▶ Work instructions:
Reproduce every row below, including its request text, and adjust each coordinate in the answer points by adding -75 while leaving the sample points within the requests unchanged. Omit the pictures from your output.

Image object location rows:
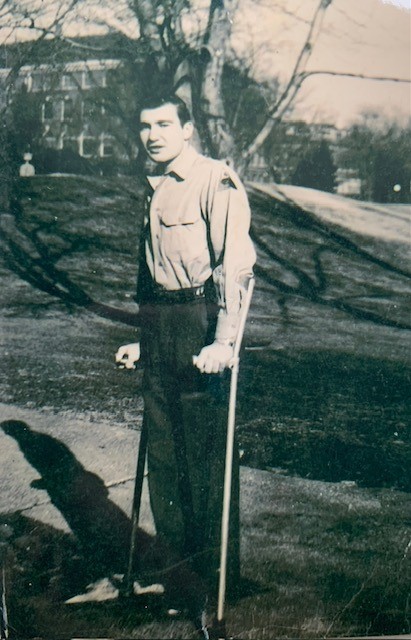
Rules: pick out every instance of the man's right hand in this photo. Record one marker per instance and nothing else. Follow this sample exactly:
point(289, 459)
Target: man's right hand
point(128, 355)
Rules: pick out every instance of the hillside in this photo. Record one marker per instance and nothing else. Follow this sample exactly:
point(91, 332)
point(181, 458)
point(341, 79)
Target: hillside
point(322, 421)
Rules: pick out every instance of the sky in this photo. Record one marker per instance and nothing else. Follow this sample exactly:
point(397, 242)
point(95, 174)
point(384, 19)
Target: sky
point(369, 37)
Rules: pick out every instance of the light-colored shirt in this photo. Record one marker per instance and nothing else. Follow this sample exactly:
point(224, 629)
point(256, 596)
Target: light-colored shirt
point(197, 226)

▶ Written response:
Rules: pick out every instance of the man's right hand in this photo. Record one marker per instance and nothing else. Follow this sample exactly:
point(289, 459)
Target: man's right hand
point(53, 280)
Rules: pick out every instance of the hillside in this photo. Record one marker per instance and nothing else. Follow this sample exactly:
point(91, 332)
point(181, 458)
point(341, 79)
Target: hillside
point(247, 346)
Rules: pick out every instance of the sky in this photo. Record one marker per instance and nothing else. Follow this sample exactly:
point(397, 242)
point(95, 174)
point(384, 19)
Target: sky
point(294, -38)
Rules: pick out every instance of the light-colored shirt in this photo. Record one marker per instance and nothing else. Follow this sample exactly:
point(224, 629)
point(256, 596)
Target: light-colored shirt
point(122, 151)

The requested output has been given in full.